• Verilen metin:
FETÖ’cüleri ikiye ayırdık:
Görünen/bilinen FETÖ’cüler...
Kendilerini çok iyi gizlemiş FETÖ’cüler. Yani kripto denilenler...
Son zamanlarda ordunun dışında FETÖ’cüler yakalanmaz oldu.
FETÖ’nün kripto unsurları bir tek orduda mı var? İlginç...
Buradan iki sonuç çıkıyor: Ya diğer kurumlardan tamamen temizlendiler ya da görünen/görünmeyen bir elin himayesine mazhar olmaya başladılar. Birinci hal sevindirici, ikinci hal ise üzücüdür…
İkinci hale bir çare bulunmazsa, yani ordu için gösterilen hassasiyet diğer devlet kurumları için de gösterilmezse korkarım ki pek yakında dizimizi döveriz.
Bunun için yapılması gereken şey basit: Deniz Kuvvetleri Kurmay Başkanı Sayın Cihat Yaycı’nın kılı kırk yaran FETÖMETRE’si esas alınırsa iş biter. Önerim FETÖMETRE’nin siyaset kurumuna acilen taşınmasıdır.
FETÖ’nün siyasi partileri yalnız bırakmayacağı biliniyor. Sevgili dostum Mahmut Övür’ün FETÖ yazışmalarından hareketle yazdığı değerli yazılarda bu “sızma” ve “yönlendirme” faaliyetleri açıkça anlatılıyor.
FETÖ’nün siyasi ayakları bahsinde konuşanlar şayet samimi iseler FETÖMETRE üzerinden kendi adaylarını bir teste tabi tutsunlar.
Herkes FETÖ’cüleri başka yerde arıyor. Hiç kimse FETÖ’cülerin kripto unsurlarıyla kendi içlerine ve yakınlarına sızabileceğine ihtimal vermiyor. Oysa herkes biliyor ki FETÖ’cüler bukalemun gibidirler. Kendilerini gizlemek konusunda çok mahirdirler. Öylesine mahirdirler ki onları kendinizden daha samimi bulacak kadar başınıza taç edersiniz.

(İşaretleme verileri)
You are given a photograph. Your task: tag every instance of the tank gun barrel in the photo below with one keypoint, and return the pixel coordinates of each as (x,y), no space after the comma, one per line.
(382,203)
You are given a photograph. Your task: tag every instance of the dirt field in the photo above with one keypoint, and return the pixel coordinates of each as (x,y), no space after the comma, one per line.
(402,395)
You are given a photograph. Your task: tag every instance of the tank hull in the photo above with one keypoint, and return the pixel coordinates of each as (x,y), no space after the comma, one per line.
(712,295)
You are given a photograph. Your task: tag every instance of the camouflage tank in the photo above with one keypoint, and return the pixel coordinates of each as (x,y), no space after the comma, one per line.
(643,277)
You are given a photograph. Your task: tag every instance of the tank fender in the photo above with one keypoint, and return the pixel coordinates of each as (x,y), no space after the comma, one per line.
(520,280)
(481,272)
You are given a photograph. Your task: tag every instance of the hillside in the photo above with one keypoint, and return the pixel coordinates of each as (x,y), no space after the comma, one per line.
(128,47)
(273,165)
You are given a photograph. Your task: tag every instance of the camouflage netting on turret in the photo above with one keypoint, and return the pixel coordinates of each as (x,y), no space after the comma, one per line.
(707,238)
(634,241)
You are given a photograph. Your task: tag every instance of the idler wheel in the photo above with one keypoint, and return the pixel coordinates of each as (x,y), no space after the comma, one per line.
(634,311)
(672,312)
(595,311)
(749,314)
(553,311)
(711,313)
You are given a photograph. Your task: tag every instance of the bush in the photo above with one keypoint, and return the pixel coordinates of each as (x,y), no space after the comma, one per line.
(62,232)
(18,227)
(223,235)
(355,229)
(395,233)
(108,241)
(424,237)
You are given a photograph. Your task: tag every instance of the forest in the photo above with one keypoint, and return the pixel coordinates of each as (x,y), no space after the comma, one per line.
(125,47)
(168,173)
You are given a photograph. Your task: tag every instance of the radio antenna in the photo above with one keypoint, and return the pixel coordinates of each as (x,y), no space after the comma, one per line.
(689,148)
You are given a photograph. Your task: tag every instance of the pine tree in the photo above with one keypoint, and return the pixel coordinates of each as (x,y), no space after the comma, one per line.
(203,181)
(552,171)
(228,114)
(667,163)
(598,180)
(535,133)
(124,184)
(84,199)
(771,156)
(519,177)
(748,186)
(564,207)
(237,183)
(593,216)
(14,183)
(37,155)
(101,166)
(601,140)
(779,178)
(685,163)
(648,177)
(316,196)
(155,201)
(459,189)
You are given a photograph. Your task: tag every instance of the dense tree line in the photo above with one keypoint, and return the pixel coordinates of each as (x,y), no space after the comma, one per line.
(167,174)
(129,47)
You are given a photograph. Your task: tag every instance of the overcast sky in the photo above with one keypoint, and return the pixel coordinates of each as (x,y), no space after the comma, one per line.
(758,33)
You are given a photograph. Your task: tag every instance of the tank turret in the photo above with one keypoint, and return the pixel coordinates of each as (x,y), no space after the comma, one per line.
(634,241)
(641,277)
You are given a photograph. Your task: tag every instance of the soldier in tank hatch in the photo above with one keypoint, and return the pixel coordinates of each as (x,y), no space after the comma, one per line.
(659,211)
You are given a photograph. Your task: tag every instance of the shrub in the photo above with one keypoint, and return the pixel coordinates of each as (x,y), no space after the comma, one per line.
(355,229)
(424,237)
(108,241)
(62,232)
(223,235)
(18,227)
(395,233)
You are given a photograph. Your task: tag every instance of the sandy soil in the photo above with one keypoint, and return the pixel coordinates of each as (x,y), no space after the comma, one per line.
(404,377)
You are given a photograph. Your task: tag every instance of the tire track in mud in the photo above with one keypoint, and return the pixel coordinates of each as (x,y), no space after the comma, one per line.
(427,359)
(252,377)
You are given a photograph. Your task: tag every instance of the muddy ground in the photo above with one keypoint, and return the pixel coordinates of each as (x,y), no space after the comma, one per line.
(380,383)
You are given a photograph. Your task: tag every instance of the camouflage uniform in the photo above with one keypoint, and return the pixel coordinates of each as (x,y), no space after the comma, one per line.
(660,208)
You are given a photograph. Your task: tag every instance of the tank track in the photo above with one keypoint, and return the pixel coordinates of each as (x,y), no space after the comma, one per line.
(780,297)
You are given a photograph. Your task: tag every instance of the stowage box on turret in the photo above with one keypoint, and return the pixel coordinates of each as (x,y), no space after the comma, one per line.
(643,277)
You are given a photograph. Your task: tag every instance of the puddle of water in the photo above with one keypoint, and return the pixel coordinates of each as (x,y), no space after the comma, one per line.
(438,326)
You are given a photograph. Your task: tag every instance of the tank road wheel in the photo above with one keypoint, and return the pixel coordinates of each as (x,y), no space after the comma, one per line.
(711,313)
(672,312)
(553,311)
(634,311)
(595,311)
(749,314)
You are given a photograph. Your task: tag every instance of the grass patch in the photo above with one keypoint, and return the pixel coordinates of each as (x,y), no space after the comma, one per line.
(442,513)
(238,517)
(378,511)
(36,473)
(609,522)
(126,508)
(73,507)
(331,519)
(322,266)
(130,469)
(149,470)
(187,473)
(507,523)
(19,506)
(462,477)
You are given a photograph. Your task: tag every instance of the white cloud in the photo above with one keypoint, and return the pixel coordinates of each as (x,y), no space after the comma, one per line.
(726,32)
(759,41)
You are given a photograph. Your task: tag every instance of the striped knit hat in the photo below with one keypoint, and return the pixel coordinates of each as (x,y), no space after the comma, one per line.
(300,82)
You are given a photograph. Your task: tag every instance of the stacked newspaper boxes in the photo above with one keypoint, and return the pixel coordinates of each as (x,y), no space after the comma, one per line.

• Yapılacak iş:
Verilen metinde FETÖMETRE'nin acilen hangi kuruma taşınması öneriliyor? Veriler, verilen metinden ayrı bir malzemedir.

• Görev yanıtı:
Siyaset kurumuna taşınması öneriliyor.